Records from a data collection
══════════════════════════════
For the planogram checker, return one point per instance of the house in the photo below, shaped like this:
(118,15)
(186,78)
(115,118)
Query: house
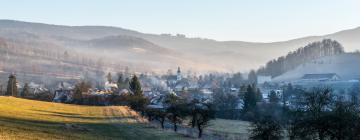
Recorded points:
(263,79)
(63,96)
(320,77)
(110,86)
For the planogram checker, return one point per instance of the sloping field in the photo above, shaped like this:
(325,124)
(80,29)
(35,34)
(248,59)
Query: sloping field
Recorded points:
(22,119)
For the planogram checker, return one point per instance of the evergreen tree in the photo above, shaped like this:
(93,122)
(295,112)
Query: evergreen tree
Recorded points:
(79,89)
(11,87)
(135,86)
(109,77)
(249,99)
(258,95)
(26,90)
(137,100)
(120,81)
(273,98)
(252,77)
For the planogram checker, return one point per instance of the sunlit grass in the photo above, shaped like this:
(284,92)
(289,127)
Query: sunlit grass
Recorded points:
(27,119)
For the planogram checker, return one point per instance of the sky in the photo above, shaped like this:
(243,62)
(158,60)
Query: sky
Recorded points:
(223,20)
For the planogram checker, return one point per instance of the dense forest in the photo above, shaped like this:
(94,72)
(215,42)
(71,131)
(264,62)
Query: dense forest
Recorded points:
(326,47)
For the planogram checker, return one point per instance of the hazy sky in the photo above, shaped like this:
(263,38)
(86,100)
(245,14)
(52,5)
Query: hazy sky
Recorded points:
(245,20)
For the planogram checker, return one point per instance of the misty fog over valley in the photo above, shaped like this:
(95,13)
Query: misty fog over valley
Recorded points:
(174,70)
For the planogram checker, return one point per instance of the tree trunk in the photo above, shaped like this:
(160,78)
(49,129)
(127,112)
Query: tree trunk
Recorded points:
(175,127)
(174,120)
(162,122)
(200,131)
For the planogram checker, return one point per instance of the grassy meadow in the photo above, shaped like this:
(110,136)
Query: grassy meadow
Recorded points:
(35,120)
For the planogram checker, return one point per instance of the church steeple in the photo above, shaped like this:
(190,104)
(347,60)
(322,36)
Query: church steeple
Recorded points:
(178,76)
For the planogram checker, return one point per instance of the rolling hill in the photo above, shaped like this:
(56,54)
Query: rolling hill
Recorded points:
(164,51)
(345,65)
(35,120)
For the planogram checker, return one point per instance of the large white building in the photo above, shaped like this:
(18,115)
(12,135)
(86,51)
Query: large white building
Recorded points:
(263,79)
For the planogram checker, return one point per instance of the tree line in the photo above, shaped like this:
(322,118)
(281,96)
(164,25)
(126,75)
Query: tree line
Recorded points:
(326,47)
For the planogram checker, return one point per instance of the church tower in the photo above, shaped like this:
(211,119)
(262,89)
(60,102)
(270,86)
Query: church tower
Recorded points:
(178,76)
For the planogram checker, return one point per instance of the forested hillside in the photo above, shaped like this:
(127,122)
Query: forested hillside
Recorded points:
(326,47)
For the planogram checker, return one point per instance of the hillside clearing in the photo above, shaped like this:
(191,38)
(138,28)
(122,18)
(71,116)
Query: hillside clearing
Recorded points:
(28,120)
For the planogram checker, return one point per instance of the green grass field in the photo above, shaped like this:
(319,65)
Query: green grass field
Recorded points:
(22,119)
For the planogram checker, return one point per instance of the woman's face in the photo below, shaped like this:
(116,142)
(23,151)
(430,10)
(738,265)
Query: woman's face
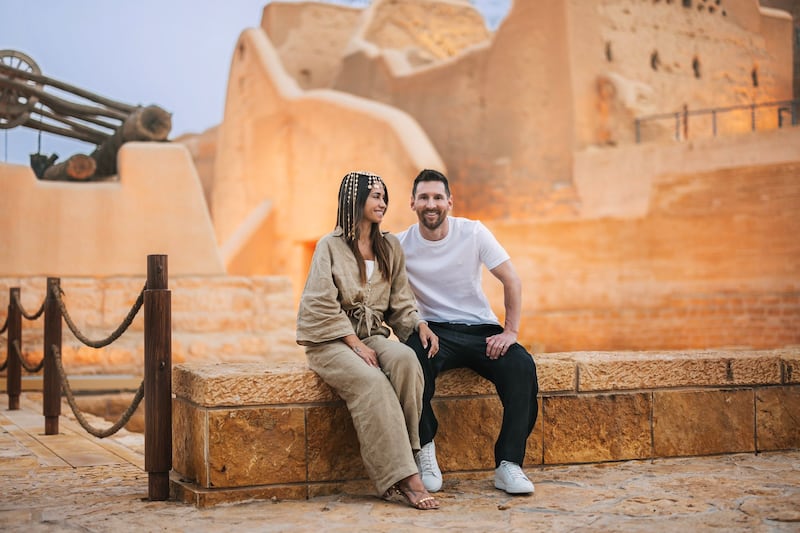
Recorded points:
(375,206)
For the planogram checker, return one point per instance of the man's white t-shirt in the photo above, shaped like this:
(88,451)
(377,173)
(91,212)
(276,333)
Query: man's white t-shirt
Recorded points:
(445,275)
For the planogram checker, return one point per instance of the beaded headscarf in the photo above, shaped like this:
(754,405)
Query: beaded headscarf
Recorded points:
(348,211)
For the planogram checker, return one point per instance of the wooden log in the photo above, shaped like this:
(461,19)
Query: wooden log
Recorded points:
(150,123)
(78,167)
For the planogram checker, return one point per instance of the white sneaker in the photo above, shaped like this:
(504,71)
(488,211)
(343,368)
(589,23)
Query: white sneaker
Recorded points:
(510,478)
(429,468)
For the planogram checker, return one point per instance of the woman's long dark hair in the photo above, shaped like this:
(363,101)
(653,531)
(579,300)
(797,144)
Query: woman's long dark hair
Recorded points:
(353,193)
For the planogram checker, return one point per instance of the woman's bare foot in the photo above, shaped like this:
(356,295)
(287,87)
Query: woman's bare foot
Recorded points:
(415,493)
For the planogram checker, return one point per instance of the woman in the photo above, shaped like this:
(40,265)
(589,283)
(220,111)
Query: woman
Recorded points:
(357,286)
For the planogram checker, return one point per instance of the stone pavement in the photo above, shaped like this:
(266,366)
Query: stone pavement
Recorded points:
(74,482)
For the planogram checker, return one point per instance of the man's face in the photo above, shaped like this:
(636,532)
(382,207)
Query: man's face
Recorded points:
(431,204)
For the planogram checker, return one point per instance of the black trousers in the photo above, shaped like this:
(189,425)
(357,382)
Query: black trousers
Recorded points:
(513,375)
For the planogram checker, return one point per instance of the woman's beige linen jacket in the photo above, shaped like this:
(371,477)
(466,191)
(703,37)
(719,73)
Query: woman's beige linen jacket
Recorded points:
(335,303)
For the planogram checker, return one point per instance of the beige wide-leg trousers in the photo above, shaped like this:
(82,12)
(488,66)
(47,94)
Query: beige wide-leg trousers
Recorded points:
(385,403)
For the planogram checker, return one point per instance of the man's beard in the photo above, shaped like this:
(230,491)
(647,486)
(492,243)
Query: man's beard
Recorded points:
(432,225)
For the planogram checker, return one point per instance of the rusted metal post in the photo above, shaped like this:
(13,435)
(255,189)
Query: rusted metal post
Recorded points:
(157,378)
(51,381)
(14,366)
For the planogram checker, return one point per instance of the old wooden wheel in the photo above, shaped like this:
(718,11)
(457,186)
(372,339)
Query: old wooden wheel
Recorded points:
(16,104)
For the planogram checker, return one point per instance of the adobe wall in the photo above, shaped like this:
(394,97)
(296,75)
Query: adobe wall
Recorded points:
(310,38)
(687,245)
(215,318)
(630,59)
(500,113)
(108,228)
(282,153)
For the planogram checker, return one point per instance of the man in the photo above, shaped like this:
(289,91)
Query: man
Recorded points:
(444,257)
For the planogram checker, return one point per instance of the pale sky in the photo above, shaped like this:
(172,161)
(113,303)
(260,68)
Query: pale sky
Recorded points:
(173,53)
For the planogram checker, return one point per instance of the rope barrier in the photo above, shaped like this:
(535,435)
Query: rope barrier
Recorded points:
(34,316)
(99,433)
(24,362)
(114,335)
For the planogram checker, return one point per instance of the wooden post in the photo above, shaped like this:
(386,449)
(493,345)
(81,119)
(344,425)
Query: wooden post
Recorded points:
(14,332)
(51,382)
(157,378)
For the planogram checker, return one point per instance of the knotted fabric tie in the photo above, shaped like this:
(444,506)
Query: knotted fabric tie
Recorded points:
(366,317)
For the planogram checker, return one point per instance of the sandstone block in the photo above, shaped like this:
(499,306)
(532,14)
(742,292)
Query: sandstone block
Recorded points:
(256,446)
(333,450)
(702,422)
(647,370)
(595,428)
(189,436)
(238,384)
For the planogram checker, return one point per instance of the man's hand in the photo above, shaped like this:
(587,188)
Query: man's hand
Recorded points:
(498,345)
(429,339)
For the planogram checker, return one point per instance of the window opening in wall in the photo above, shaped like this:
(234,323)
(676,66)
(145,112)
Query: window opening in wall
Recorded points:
══════════════════════════════
*REQUIRED WORK*:
Give back all of the entries above exactly, with the pictures excluded.

*THE COMPLETED TASK*:
For the planogram checker, return one point per instance of the house in the photo below, shaped like this:
(118,15)
(186,78)
(115,118)
Query: house
Recorded points:
(263,79)
(63,96)
(320,77)
(110,86)
For the planogram checker, return one point per instance of the sloping field in the photo above, shaped like this:
(325,124)
(80,29)
(35,34)
(248,59)
Query: sloping field
Recorded points:
(22,119)
For the planogram checker, return one point per instance of the evergreen tree in the photo above, shaped like this:
(93,122)
(295,112)
Query: evergreen tree
Recorded points:
(79,89)
(11,87)
(135,86)
(109,77)
(249,99)
(258,95)
(26,90)
(137,100)
(120,81)
(273,98)
(252,77)
For the planogram checker, return one point per instance of the sunlit grass in the photo above, shaped like this:
(284,92)
(289,127)
Query: sunlit grass
Recorded points:
(27,119)
For the planogram checker, return one point per instance of the sky in the photo above, shaped like this:
(243,62)
(158,60)
Query: sky
Recorded points:
(223,20)
For the planogram checker, return one point per instance of the dense forest in the photo above, shaped like this:
(94,72)
(215,42)
(71,131)
(264,62)
Query: dense forest
Recorded points:
(326,47)
For the planogram checker, return one point per instance of the hazy sky in the photo above, shaped like this:
(263,38)
(86,100)
(245,14)
(52,5)
Query: hazy sky
Recorded points:
(245,20)
For the planogram checker, return one point per instance of the misty fog over valley in the photo above, shaped like this:
(95,13)
Query: misty fog over valley
Recorded points:
(174,70)
For the planogram checker, return one point per instance of the tree trunk in the photo above, shaped like this:
(160,78)
(49,129)
(127,112)
Query: tree trunk
Recorded points:
(175,127)
(174,120)
(162,122)
(200,131)
For the planogram checker, return one point per instance of the grassy meadow in the photo above, shaped like this:
(110,136)
Query: grassy meadow
Recorded points:
(35,120)
For the planogram checker, return one point per instance of the church steeple in the photo above, shaped like this:
(190,104)
(347,60)
(322,36)
Query: church steeple
Recorded points:
(178,76)
For the planogram checker, return one point per instance of the rolling hill in the photo above, shaped like this:
(56,54)
Query: rolling hill
Recorded points:
(164,51)
(345,65)
(35,120)
For the planogram checker, return one point per instance of the large white building in the photo above, shaped like this:
(18,115)
(12,135)
(86,51)
Query: large white building
Recorded points:
(263,79)
For the planogram checker, return one point per instance of the tree line in the photo above, shaped like this:
(322,118)
(281,96)
(164,25)
(126,75)
Query: tree line
Recorded points:
(326,47)
For the planogram checker, return one point per instance of the church tower in the photo above, shaped like this:
(211,119)
(262,89)
(60,102)
(270,86)
Query: church tower
Recorded points:
(178,76)
For the planogram checker, return one point per instance of the forested hillside in the photo above, shaped like this:
(127,122)
Query: forested hillside
Recorded points:
(326,47)
For the planogram checker, return one point per instance of the hillside clearing in the photo above, shaped like this:
(191,38)
(138,28)
(122,18)
(71,116)
Query: hillside clearing
Recorded points:
(28,120)
For the planogram checker, return one point per instance of the green grass field in the photo above, shaped like this:
(319,65)
Query: green grass field
Recorded points:
(22,119)
For the planogram checker, return one point per instance of the woman's face in the photo below, shaped like this:
(116,142)
(23,151)
(430,10)
(738,265)
Query: woman's face
Recorded points:
(375,206)
For the planogram checker, return one point per instance of the man's white t-shirt in the photo above, shaped like this:
(88,451)
(377,173)
(91,212)
(276,333)
Query: man's white t-shirt
Recorded points:
(445,275)
For the planogram checker, return one point per instance of the beaded headscarf in the photo above, shaped like this:
(754,405)
Query: beaded headscarf
Recorded points:
(348,211)
For the planogram checker, return one point per instance of the wooden log in the photo above, shaped like this:
(461,19)
Query: wooden log
Recorded points:
(150,123)
(78,167)
For the planogram checker, return one point per instance of the white sneaker in the photo above, shaped like this:
(504,71)
(488,211)
(343,368)
(589,23)
Query: white sneaker
Recorded points:
(510,478)
(429,468)
For the planogram checker, return one point per instance of the woman's long dark hair in the photo above, shaped like this:
(363,101)
(653,531)
(579,300)
(797,144)
Query: woman's long dark hair
Recorded points:
(353,193)
For the planogram checker, return one point per instance of the woman's bare foot in the photo above, shaped like this:
(356,295)
(287,87)
Query: woman's bare foot
Recorded points:
(415,493)
For the planogram checker, return one point per instance of the woman in the photo above, shaped like this:
(40,265)
(589,283)
(220,111)
Query: woman
Recorded points:
(357,286)
For the planogram checker, return one point per instance of the stone pavement in the photo above, shaped like this:
(266,366)
Query: stone pavement
Recorded points:
(74,482)
For the planogram checker, return one point per instance of the man's face in the photo above, shaped like this:
(636,532)
(382,207)
Query: man's face
Recorded points:
(431,204)
For the planogram checker, return one point per instance of the black trousers in the photo above, shaped like this:
(189,425)
(357,382)
Query: black trousers
Recorded points:
(513,375)
For the planogram checker, return one point per instance of the woman's beige linen jacket in the photo above, shaped like this:
(371,477)
(466,191)
(703,37)
(719,73)
Query: woman's beige linen jacket
Recorded points:
(335,303)
For the planogram checker, return one point per instance of the beige wide-leg trousers in the photo above, shaped like this:
(82,12)
(488,66)
(47,94)
Query: beige wide-leg trousers
Recorded points:
(385,403)
For the planogram checker, return one point per instance of the man's beard in the photo above, shaped like this:
(230,491)
(647,486)
(492,243)
Query: man's beard
Recorded points:
(432,225)
For the planogram checker, return one point per instance of the rusted metal post in the photo above, shaped like this:
(13,435)
(255,189)
Query: rusted metal post
Recorded points:
(157,378)
(51,381)
(14,366)
For the planogram checker, return one point per instance of the old wooden wheel in the photo above, shaped like this:
(718,11)
(457,186)
(372,339)
Query: old wooden wheel
Recorded points:
(16,104)
For the planogram checker, return one point per instance of the adobe wall in the photo above, shaped like this:
(394,97)
(296,75)
Query: adobe wall
Recorded points:
(310,38)
(687,245)
(215,318)
(630,59)
(500,113)
(108,228)
(282,153)
For the planogram checker, return one point per instance of the man in the photo above, shaped like this:
(289,91)
Query: man
Recorded points:
(444,257)
For the planogram checker, return one point per instance of the pale sky in the photo above, shaped like this:
(172,161)
(113,303)
(260,68)
Query: pale sky
Recorded points:
(173,53)
For the planogram checker, return one point per instance of the rope barrier in the photo above, shaped like this:
(535,435)
Query: rope barrier
Recorded points:
(34,316)
(99,433)
(24,362)
(114,335)
For the planogram checker, return one point per instance of the wooden post in the photo above, shaped like this:
(386,449)
(493,345)
(81,119)
(344,425)
Query: wooden post
Recorded points:
(14,332)
(51,382)
(157,378)
For the planogram checker, return one point per instance of the knotted fabric tie in the photo above, shaped like this:
(444,506)
Query: knotted fabric tie
Recorded points:
(366,317)
For the planogram checker, return one point per instance of the sandstone block in the photo above, shaped like this:
(499,306)
(532,14)
(742,292)
Query: sandstone block
Recorded points:
(256,446)
(333,450)
(702,422)
(647,370)
(595,428)
(189,436)
(238,384)
For the planogram checker, return one point per instance of the man's hand in the photo above, shaped like this:
(587,188)
Query: man's hand
Recorded points:
(498,345)
(429,339)
For the planogram checker, return one point per instance of the window opening in wall in the photo above, shaped like this:
(234,323)
(676,66)
(145,112)
Query: window opening in wall
Recorded points:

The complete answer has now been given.